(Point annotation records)
· · · · ·

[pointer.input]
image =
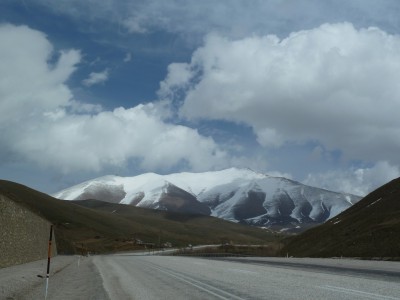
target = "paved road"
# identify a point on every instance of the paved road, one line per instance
(163, 277)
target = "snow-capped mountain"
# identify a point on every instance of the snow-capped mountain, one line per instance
(238, 195)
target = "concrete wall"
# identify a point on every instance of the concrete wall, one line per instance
(24, 236)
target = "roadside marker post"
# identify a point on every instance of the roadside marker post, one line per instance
(48, 261)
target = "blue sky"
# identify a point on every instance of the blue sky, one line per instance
(303, 89)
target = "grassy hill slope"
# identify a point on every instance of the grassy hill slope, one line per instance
(370, 228)
(100, 227)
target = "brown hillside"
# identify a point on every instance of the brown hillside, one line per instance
(370, 228)
(101, 227)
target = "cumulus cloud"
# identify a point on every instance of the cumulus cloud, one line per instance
(42, 123)
(96, 78)
(128, 57)
(357, 181)
(334, 85)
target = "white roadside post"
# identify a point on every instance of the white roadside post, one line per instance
(48, 261)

· · · · ·

Written problem>
Could you lay out the rows above as a two-column CSV with the headers label_request and points, one line for each row? Put each row's text and its answer into a single quoted field, replace line breaks with spaces, and leave out the pictures.

Solution>
label_request,points
"[pointer.input] image = target = ""paved road"" # identify a point on every instance of the paved road, one line per instance","(163, 277)"
"target = ""snow-capped mountain"" # identify a point on every instance of the snow-capped mountain, one line per instance","(238, 195)"
"target = ""concrete wall"" # identify a point on every instance of the concrete wall, one line per instance","(24, 236)"
"target = ""roadside marker post"" # identify a point on every instance of the roadside marker post, one line per instance","(48, 261)"
"target = ""blue sky"" # identify a point on every instance of the blue sky, one line per instance","(303, 89)"
"target = ""grassy hill slope"" # identify a point on every instance of the grassy hill slope, one line per instance","(370, 228) (100, 227)"
"target = ""brown hillside"" # identify a point on every instance of the brown hillside, one line per instance","(370, 228) (101, 227)"
"target = ""cumulus cloud"" # identify a point on every instance of the cumulus cloud, one line per instance","(42, 123) (96, 78) (128, 57) (357, 181) (334, 85)"
"target = ""white roadside post"" # identify a point on every instance of the white roadside post, one line per instance","(48, 261)"